» PROBLEM REQUIREMENTS:
Filter these entries down to lines holding "task".

[Stored data entries]
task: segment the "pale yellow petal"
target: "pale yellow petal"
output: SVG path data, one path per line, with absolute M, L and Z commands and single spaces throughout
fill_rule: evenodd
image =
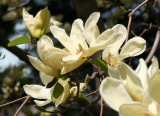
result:
M 40 10 L 34 18 L 34 28 L 32 36 L 41 37 L 46 34 L 48 31 L 49 23 L 50 23 L 50 12 L 48 7 Z
M 123 35 L 123 42 L 127 37 L 127 29 L 122 24 L 117 24 L 114 27 L 112 27 L 113 30 L 115 30 L 116 33 Z
M 120 80 L 107 77 L 102 81 L 99 90 L 106 104 L 116 111 L 122 104 L 133 102 Z
M 34 18 L 33 15 L 30 15 L 25 9 L 23 9 L 23 20 L 30 34 L 33 32 Z
M 40 85 L 24 85 L 23 89 L 26 94 L 32 96 L 33 98 L 39 98 L 39 92 L 43 86 Z
M 122 105 L 119 114 L 120 116 L 155 116 L 148 111 L 147 107 L 140 103 Z
M 40 72 L 40 78 L 42 83 L 46 86 L 49 82 L 51 82 L 53 80 L 53 76 L 47 75 L 45 73 Z
M 160 105 L 160 72 L 156 74 L 149 83 L 150 96 Z
M 79 48 L 79 44 L 82 46 L 84 50 L 88 49 L 88 45 L 83 36 L 83 21 L 81 19 L 77 19 L 72 24 L 70 38 L 75 42 L 77 48 Z
M 152 64 L 148 69 L 149 78 L 150 79 L 153 78 L 158 73 L 158 70 L 159 70 L 158 60 L 157 60 L 156 57 L 153 57 L 152 58 Z
M 135 70 L 135 73 L 138 75 L 141 80 L 143 89 L 146 90 L 148 88 L 148 68 L 143 59 L 139 60 L 139 65 Z
M 49 104 L 52 100 L 48 99 L 45 101 L 40 101 L 40 100 L 34 100 L 34 102 L 36 103 L 37 106 L 45 106 L 47 104 Z
M 100 17 L 100 13 L 94 12 L 90 15 L 90 17 L 87 19 L 85 23 L 85 29 L 83 34 L 89 46 L 92 46 L 93 44 L 95 44 L 95 41 L 100 34 L 97 26 L 99 17 Z
M 43 64 L 38 58 L 28 55 L 31 64 L 40 72 L 52 75 L 52 69 Z
M 54 37 L 57 38 L 71 54 L 77 53 L 77 46 L 74 41 L 69 38 L 64 29 L 61 29 L 55 25 L 51 26 L 50 29 Z
M 109 66 L 108 65 L 108 74 L 112 77 L 112 78 L 115 78 L 115 79 L 118 79 L 120 80 L 121 77 L 120 77 L 120 73 L 119 73 L 119 68 L 118 66 Z
M 83 57 L 82 52 L 78 55 L 69 55 L 62 58 L 62 61 L 64 62 L 64 66 L 61 70 L 61 74 L 66 74 L 70 71 L 73 71 L 74 69 L 82 65 L 86 60 L 87 58 Z
M 122 48 L 120 55 L 137 56 L 142 54 L 146 49 L 146 40 L 141 37 L 130 39 Z
M 143 88 L 141 81 L 134 70 L 125 63 L 119 63 L 118 67 L 121 79 L 132 99 L 142 102 Z

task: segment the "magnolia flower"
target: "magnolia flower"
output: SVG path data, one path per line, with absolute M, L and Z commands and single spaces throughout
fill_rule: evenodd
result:
M 42 73 L 57 76 L 63 67 L 61 59 L 68 55 L 68 52 L 54 47 L 52 40 L 46 35 L 37 42 L 37 52 L 39 58 L 28 55 L 31 64 Z
M 118 28 L 123 29 L 123 26 L 116 25 L 100 34 L 97 26 L 99 17 L 100 13 L 98 12 L 91 14 L 84 26 L 81 19 L 75 20 L 70 36 L 66 34 L 64 29 L 56 25 L 51 26 L 52 34 L 69 53 L 68 56 L 62 58 L 64 62 L 62 74 L 76 69 L 94 53 L 111 46 L 113 43 L 118 44 L 119 41 L 122 41 L 123 36 L 121 33 L 117 33 L 117 30 Z
M 26 94 L 30 95 L 33 98 L 38 99 L 38 100 L 34 100 L 34 102 L 38 106 L 44 106 L 53 101 L 55 102 L 55 106 L 57 107 L 59 104 L 66 102 L 66 100 L 70 95 L 70 86 L 68 84 L 69 79 L 58 80 L 58 83 L 60 83 L 63 86 L 64 91 L 57 99 L 53 100 L 51 99 L 51 96 L 55 86 L 53 86 L 52 88 L 46 88 L 47 84 L 53 80 L 53 77 L 46 75 L 44 73 L 40 73 L 40 77 L 41 77 L 42 83 L 45 86 L 40 86 L 40 85 L 24 85 L 23 86 Z
M 123 61 L 125 58 L 138 56 L 146 49 L 146 41 L 141 37 L 133 37 L 120 50 L 123 42 L 127 36 L 127 30 L 124 26 L 116 29 L 117 33 L 123 35 L 119 43 L 113 44 L 110 48 L 106 48 L 102 53 L 102 59 L 106 61 L 109 66 L 116 67 L 117 63 Z M 120 50 L 120 53 L 119 53 Z
M 119 79 L 108 77 L 100 85 L 104 101 L 120 116 L 160 116 L 160 71 L 157 59 L 147 69 L 144 60 L 134 71 L 118 64 Z
M 47 7 L 40 10 L 35 17 L 23 9 L 23 20 L 32 37 L 39 38 L 50 31 L 50 12 Z

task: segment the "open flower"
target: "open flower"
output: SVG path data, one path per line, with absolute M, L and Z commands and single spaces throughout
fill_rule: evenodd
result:
M 116 28 L 117 33 L 123 35 L 123 39 L 119 43 L 115 43 L 110 48 L 106 48 L 102 53 L 102 58 L 109 66 L 116 66 L 118 62 L 123 61 L 125 58 L 138 56 L 146 49 L 146 41 L 141 37 L 133 37 L 120 50 L 123 42 L 126 39 L 127 30 L 123 26 Z M 119 53 L 120 51 L 120 53 Z
M 40 86 L 40 85 L 24 85 L 23 86 L 26 94 L 37 99 L 37 100 L 34 100 L 34 102 L 38 106 L 44 106 L 53 101 L 55 102 L 55 106 L 57 107 L 59 104 L 66 102 L 66 100 L 70 95 L 70 86 L 68 84 L 69 79 L 58 80 L 58 83 L 60 83 L 63 86 L 64 91 L 58 98 L 53 100 L 51 96 L 55 86 L 53 86 L 52 88 L 46 88 L 46 86 L 49 82 L 53 80 L 54 77 L 46 75 L 44 73 L 40 73 L 40 77 L 41 77 L 42 83 L 45 86 Z
M 134 71 L 119 63 L 119 79 L 108 77 L 100 85 L 104 101 L 120 116 L 160 116 L 160 72 L 157 59 L 147 69 L 144 60 Z
M 50 12 L 47 7 L 35 17 L 23 9 L 23 20 L 32 37 L 39 38 L 49 32 Z
M 46 35 L 37 42 L 37 52 L 39 58 L 28 55 L 31 64 L 42 73 L 57 76 L 63 67 L 61 59 L 68 55 L 68 52 L 54 47 L 52 40 Z
M 117 33 L 117 28 L 122 27 L 122 25 L 107 29 L 100 34 L 97 26 L 99 17 L 100 13 L 92 13 L 84 26 L 81 19 L 75 20 L 72 24 L 70 36 L 66 34 L 64 29 L 56 25 L 51 26 L 52 34 L 69 53 L 68 56 L 62 58 L 64 62 L 61 70 L 62 74 L 76 69 L 94 53 L 109 47 L 113 43 L 119 43 L 123 39 L 123 36 Z

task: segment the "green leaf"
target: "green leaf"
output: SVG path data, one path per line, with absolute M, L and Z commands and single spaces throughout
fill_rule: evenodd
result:
M 106 76 L 108 76 L 108 66 L 104 60 L 97 58 L 93 63 L 97 64 L 105 72 Z
M 29 35 L 25 35 L 19 38 L 14 39 L 13 41 L 8 43 L 8 47 L 12 47 L 12 46 L 16 46 L 19 44 L 25 44 L 25 43 L 29 43 Z
M 84 99 L 84 100 L 88 101 L 89 103 L 91 103 L 91 101 L 85 95 L 83 95 L 83 93 L 79 93 L 78 98 Z
M 64 91 L 64 87 L 57 82 L 52 92 L 51 99 L 54 101 L 63 93 L 63 91 Z
M 87 75 L 86 75 L 86 78 L 85 78 L 85 84 L 86 84 L 86 85 L 88 85 L 89 79 L 90 79 L 90 76 L 89 76 L 89 74 L 87 74 Z

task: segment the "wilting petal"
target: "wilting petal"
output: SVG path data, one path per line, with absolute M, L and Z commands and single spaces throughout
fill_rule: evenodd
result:
M 153 57 L 152 58 L 152 64 L 148 69 L 149 78 L 150 79 L 153 78 L 158 73 L 158 70 L 159 70 L 158 60 L 157 60 L 156 57 Z
M 41 37 L 42 35 L 46 34 L 48 31 L 50 22 L 50 12 L 48 7 L 40 10 L 34 18 L 34 28 L 33 28 L 33 36 L 34 37 Z
M 135 70 L 135 73 L 138 75 L 139 79 L 141 80 L 143 89 L 146 90 L 148 88 L 148 69 L 143 59 L 139 60 L 139 65 Z
M 33 56 L 29 56 L 29 61 L 31 62 L 31 64 L 40 72 L 52 75 L 52 69 L 45 66 L 38 58 L 33 57 Z
M 40 72 L 40 78 L 42 83 L 46 86 L 49 82 L 51 82 L 53 80 L 53 76 L 47 75 L 45 73 Z
M 116 111 L 122 104 L 133 102 L 120 80 L 107 77 L 102 81 L 99 90 L 106 104 Z
M 64 58 L 62 58 L 62 61 L 64 62 L 64 66 L 61 70 L 61 74 L 66 74 L 77 67 L 79 67 L 81 64 L 83 64 L 86 61 L 87 58 L 83 57 L 83 52 L 81 52 L 78 55 L 68 55 Z
M 130 39 L 122 48 L 120 55 L 137 56 L 146 49 L 146 40 L 141 37 L 134 37 Z
M 56 37 L 71 54 L 76 54 L 78 48 L 76 48 L 77 46 L 75 45 L 74 41 L 69 38 L 64 29 L 53 25 L 50 27 L 50 30 L 54 37 Z
M 140 103 L 121 105 L 119 114 L 120 116 L 155 116 L 148 111 L 147 107 Z
M 40 85 L 24 85 L 24 91 L 26 94 L 37 99 L 51 99 L 51 89 Z
M 32 34 L 34 18 L 33 15 L 30 15 L 25 9 L 23 9 L 23 20 L 29 32 Z
M 100 13 L 94 12 L 90 15 L 90 17 L 87 19 L 85 23 L 85 29 L 83 34 L 89 46 L 95 44 L 95 41 L 100 34 L 97 26 L 99 17 Z
M 149 93 L 150 96 L 158 103 L 160 104 L 160 91 L 159 91 L 159 87 L 160 87 L 160 72 L 155 75 L 150 83 L 149 83 Z
M 136 73 L 125 63 L 119 63 L 119 71 L 123 83 L 135 101 L 142 102 L 143 88 L 140 79 L 137 77 Z
M 34 100 L 34 102 L 37 104 L 37 106 L 45 106 L 47 104 L 49 104 L 52 100 L 48 99 L 45 101 L 40 101 L 40 100 Z
M 79 44 L 82 46 L 84 50 L 88 49 L 88 45 L 83 36 L 83 21 L 81 19 L 77 19 L 72 24 L 70 38 L 75 42 L 77 48 L 79 48 Z

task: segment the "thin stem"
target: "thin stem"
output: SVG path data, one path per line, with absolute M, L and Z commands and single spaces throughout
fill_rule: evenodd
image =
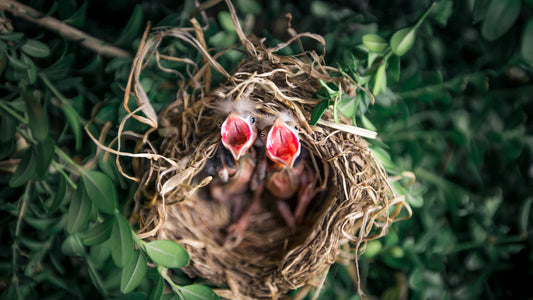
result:
M 87 33 L 67 25 L 55 18 L 46 16 L 29 6 L 19 3 L 18 1 L 2 0 L 0 1 L 0 10 L 8 11 L 16 17 L 23 18 L 49 30 L 55 31 L 67 39 L 80 42 L 80 44 L 82 44 L 84 47 L 89 48 L 96 53 L 111 57 L 131 57 L 128 52 L 120 48 L 111 46 L 104 41 L 92 37 Z
M 162 266 L 157 266 L 157 271 L 159 272 L 161 277 L 163 277 L 166 280 L 166 282 L 170 285 L 170 287 L 172 288 L 172 291 L 174 291 L 174 293 L 180 296 L 180 299 L 184 299 L 183 293 L 180 290 L 180 286 L 175 284 L 174 281 L 172 281 L 172 278 L 168 276 L 168 269 Z
M 39 73 L 39 77 L 41 77 L 41 80 L 44 82 L 44 84 L 50 89 L 50 91 L 56 95 L 56 97 L 63 103 L 68 103 L 69 100 L 67 99 L 67 97 L 63 96 L 63 94 L 61 94 L 60 91 L 57 90 L 57 88 L 52 84 L 52 82 L 50 82 L 50 79 L 48 79 L 48 77 L 43 74 L 43 73 Z
M 65 180 L 67 181 L 67 183 L 73 188 L 73 189 L 77 189 L 78 186 L 74 183 L 74 181 L 72 181 L 70 179 L 70 177 L 68 176 L 67 173 L 65 173 L 65 171 L 63 170 L 63 166 L 60 165 L 59 163 L 57 163 L 55 160 L 52 161 L 52 166 L 54 167 L 54 169 L 56 169 L 56 171 L 58 171 L 61 175 L 63 175 L 63 177 L 65 178 Z
M 62 158 L 63 160 L 65 160 L 69 165 L 73 166 L 74 169 L 76 171 L 78 171 L 80 174 L 81 173 L 84 173 L 85 170 L 80 166 L 78 165 L 77 163 L 75 163 L 65 152 L 63 152 L 63 150 L 61 150 L 61 148 L 59 148 L 57 145 L 55 146 L 55 153 L 60 157 Z
M 429 13 L 431 13 L 431 10 L 433 10 L 433 7 L 435 7 L 435 5 L 437 4 L 437 2 L 433 2 L 429 8 L 426 10 L 426 12 L 422 15 L 422 17 L 418 20 L 418 22 L 416 22 L 416 25 L 413 27 L 413 30 L 416 30 L 418 27 L 420 27 L 420 25 L 422 25 L 422 22 L 424 22 L 424 20 L 427 18 L 427 16 L 429 15 Z
M 26 118 L 19 115 L 14 109 L 9 107 L 9 105 L 7 105 L 7 103 L 5 103 L 4 101 L 0 101 L 0 108 L 2 108 L 5 112 L 10 114 L 13 118 L 17 119 L 20 123 L 24 125 L 29 124 L 29 121 L 26 120 Z

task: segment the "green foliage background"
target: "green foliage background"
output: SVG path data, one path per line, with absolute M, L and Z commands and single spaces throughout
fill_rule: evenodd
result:
M 131 54 L 147 21 L 188 26 L 193 3 L 25 2 Z M 440 0 L 424 20 L 432 4 L 424 0 L 235 4 L 245 31 L 269 44 L 288 39 L 289 12 L 297 32 L 323 35 L 326 62 L 352 72 L 376 99 L 370 105 L 364 95 L 340 96 L 325 86 L 319 109 L 376 129 L 373 149 L 387 170 L 416 175 L 406 189 L 396 185 L 413 217 L 370 242 L 360 258 L 367 295 L 533 296 L 524 286 L 533 282 L 533 1 Z M 226 10 L 219 4 L 208 11 L 210 47 L 237 41 Z M 116 134 L 131 59 L 98 55 L 9 12 L 0 21 L 1 297 L 158 299 L 166 281 L 180 297 L 215 298 L 192 285 L 201 279 L 179 269 L 169 277 L 167 267 L 188 260 L 179 246 L 131 234 L 123 213 L 133 185 L 82 129 L 95 118 L 94 134 L 105 122 L 113 124 L 109 136 Z M 413 37 L 400 43 L 411 32 L 401 29 L 415 24 Z M 222 63 L 231 69 L 240 58 L 228 52 Z M 175 80 L 143 78 L 156 108 L 174 100 Z M 158 256 L 156 248 L 174 254 Z M 158 267 L 136 267 L 147 260 Z M 333 266 L 319 298 L 358 299 L 350 272 Z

» RESULT:
task: segment the "pale yellow petal"
task: segment the "magnolia flower"
task: segment the "open flower"
task: segment the "green leaf"
task: segment the "wilting petal"
task: segment the "thin stem"
task: segment the "green foliage background"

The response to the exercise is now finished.